Action item
What you return must be exactly the lines running from the one with "One pin marks each instance of the bridge" to the end of the data below, inclusive, and nothing more.

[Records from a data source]
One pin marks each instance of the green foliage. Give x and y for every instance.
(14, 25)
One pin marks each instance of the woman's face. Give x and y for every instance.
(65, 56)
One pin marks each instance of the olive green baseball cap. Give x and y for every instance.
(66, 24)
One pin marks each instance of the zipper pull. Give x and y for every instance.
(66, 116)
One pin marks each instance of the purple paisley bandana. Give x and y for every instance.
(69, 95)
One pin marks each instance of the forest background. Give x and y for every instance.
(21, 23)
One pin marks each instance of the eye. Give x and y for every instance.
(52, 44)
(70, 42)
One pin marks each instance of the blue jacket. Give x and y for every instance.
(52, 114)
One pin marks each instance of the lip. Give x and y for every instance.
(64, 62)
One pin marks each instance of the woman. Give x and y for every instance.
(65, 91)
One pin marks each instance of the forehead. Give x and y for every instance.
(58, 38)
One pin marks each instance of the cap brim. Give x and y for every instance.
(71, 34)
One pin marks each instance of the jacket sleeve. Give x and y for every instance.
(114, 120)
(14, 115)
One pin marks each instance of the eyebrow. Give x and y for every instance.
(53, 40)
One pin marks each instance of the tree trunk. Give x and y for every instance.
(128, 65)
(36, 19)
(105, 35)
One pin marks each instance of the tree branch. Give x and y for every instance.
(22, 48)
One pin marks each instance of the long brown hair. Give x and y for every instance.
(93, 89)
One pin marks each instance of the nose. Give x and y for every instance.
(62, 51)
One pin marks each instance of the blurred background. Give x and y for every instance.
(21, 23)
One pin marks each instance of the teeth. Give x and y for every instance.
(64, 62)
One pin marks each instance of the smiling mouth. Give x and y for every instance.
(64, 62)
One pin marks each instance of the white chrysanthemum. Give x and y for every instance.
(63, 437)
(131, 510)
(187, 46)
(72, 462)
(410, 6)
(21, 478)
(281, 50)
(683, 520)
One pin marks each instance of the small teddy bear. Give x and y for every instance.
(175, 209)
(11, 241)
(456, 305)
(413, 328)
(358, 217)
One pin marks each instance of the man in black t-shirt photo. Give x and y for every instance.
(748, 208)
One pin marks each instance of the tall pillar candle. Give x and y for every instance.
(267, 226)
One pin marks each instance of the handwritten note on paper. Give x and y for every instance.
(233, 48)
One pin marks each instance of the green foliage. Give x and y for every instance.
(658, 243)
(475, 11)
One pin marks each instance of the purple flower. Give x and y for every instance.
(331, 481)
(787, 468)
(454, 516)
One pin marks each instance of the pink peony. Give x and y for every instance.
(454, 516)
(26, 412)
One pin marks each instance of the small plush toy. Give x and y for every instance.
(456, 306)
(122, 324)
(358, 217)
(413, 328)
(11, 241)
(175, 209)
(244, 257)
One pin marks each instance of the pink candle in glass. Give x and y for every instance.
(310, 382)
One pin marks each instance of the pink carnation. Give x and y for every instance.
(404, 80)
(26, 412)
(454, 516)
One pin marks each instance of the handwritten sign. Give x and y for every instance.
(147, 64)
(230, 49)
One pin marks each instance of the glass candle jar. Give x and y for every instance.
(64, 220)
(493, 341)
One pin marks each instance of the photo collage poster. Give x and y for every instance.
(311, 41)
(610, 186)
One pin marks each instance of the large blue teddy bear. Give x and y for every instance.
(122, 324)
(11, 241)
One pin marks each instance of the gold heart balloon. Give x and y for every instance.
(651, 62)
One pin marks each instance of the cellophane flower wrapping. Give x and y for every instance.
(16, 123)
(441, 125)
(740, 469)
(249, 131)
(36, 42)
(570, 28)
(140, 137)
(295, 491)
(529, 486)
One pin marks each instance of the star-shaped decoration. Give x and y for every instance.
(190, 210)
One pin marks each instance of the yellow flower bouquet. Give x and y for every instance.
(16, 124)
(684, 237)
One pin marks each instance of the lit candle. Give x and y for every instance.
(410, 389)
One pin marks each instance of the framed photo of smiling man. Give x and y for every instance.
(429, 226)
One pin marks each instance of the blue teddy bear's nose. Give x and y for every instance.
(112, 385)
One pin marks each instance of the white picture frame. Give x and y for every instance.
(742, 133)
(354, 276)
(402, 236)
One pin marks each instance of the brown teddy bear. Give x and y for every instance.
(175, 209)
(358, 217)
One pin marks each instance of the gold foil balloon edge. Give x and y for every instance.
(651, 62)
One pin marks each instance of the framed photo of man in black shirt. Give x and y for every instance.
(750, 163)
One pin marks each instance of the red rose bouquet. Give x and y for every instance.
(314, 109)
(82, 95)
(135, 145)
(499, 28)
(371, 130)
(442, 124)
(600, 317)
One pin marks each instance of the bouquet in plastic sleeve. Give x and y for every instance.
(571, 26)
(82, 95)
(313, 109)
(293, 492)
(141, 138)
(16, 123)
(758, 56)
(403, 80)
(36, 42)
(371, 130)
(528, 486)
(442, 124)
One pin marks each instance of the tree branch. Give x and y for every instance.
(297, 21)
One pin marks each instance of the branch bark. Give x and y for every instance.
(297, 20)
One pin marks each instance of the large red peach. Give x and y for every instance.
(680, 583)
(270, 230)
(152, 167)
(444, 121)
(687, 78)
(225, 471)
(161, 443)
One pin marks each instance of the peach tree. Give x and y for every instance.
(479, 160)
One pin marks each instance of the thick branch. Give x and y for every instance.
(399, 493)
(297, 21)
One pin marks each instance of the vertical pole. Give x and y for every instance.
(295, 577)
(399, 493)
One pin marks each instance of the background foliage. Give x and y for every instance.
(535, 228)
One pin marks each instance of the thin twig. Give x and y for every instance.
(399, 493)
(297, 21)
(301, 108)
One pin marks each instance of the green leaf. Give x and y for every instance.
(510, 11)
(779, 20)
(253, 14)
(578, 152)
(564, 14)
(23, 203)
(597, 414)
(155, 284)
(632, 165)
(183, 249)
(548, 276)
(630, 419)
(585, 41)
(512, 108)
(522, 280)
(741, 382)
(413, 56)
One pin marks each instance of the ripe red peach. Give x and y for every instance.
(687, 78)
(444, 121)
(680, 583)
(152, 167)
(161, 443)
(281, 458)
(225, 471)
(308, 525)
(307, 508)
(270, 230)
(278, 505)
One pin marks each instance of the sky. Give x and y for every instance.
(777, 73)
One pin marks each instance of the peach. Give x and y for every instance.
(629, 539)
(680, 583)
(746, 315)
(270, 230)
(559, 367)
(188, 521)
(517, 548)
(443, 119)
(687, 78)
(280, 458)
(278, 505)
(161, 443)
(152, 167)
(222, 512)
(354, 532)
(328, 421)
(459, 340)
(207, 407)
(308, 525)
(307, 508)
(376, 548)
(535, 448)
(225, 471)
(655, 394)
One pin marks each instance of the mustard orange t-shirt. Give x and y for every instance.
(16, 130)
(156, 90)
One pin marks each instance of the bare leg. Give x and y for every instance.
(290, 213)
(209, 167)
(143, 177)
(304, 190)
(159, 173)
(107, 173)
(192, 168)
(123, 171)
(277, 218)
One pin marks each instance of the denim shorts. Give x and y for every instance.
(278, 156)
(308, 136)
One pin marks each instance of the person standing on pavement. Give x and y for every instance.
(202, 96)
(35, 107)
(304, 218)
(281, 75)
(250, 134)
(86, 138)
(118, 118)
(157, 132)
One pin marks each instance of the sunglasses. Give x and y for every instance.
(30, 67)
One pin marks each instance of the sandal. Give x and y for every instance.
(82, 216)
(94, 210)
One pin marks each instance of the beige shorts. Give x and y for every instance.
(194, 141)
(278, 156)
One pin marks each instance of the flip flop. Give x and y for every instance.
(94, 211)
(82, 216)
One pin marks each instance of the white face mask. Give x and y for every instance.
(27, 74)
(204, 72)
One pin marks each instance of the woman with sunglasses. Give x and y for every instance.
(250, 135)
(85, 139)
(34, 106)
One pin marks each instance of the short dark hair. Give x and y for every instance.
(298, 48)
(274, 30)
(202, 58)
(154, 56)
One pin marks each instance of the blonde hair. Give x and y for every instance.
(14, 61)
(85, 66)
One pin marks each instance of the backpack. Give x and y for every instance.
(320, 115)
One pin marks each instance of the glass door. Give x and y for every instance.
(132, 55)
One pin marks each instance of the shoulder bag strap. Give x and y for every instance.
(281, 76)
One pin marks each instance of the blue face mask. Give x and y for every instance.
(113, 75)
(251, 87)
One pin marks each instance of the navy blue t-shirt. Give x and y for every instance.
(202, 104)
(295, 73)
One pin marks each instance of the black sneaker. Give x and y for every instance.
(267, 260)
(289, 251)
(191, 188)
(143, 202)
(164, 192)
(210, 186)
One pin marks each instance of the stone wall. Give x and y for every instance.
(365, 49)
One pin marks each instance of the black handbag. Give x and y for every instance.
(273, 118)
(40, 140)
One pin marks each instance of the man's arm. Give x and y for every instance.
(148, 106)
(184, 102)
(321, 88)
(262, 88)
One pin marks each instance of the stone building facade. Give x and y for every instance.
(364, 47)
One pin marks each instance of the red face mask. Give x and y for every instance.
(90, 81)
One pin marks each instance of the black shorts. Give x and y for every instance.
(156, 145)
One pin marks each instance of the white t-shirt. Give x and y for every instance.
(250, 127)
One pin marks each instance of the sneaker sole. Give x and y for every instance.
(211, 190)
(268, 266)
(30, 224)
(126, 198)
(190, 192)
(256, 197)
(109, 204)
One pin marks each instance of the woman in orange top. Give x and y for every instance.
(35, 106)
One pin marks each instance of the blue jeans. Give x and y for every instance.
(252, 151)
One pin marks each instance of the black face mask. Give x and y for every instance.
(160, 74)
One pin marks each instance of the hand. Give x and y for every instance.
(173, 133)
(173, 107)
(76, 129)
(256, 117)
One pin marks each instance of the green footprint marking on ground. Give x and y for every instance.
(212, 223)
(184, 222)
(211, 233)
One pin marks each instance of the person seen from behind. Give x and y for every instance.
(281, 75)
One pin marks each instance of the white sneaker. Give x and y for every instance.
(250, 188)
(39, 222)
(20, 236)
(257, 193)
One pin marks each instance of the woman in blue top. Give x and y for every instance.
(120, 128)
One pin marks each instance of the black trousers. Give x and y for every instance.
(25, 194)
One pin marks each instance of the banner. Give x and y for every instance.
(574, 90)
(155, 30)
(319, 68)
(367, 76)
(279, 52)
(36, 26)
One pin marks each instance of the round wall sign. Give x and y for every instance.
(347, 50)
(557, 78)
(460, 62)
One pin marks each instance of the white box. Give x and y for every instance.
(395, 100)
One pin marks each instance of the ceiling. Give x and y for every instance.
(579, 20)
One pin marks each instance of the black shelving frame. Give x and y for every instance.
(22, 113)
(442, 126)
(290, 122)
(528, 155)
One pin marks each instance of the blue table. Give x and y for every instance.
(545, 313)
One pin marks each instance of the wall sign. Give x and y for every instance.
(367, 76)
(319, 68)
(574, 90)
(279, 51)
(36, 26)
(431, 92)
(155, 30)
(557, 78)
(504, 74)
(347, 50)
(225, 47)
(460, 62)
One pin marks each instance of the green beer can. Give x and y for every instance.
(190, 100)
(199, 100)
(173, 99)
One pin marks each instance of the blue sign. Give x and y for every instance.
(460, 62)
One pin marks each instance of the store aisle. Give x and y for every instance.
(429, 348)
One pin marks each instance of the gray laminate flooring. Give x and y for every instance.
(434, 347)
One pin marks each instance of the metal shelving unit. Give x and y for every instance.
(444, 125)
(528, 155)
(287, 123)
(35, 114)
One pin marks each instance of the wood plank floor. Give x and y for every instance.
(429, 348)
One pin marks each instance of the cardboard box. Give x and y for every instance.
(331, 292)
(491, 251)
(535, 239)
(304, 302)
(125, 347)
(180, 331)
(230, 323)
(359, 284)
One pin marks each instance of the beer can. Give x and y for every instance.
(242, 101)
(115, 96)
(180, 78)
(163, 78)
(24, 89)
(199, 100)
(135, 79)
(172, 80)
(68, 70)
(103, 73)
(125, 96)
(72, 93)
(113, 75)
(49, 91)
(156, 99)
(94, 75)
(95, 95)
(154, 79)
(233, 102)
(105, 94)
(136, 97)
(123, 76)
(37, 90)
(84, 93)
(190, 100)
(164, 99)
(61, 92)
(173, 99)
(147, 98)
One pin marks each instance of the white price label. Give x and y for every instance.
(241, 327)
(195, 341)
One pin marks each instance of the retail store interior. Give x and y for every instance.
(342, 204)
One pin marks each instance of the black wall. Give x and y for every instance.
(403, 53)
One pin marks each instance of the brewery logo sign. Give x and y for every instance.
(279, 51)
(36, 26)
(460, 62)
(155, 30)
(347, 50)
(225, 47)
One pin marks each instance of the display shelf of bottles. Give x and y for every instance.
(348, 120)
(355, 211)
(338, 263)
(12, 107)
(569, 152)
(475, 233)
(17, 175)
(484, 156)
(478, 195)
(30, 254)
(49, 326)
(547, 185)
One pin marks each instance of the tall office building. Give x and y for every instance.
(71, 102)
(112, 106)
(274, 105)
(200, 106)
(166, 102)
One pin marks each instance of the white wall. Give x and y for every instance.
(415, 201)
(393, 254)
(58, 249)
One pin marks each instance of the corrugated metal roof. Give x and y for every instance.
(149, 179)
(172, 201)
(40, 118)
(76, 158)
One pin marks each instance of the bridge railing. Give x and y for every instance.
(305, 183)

Response to this exercise
One pin marks each instance of the bridge railing. Give x and y for every instance.
(305, 183)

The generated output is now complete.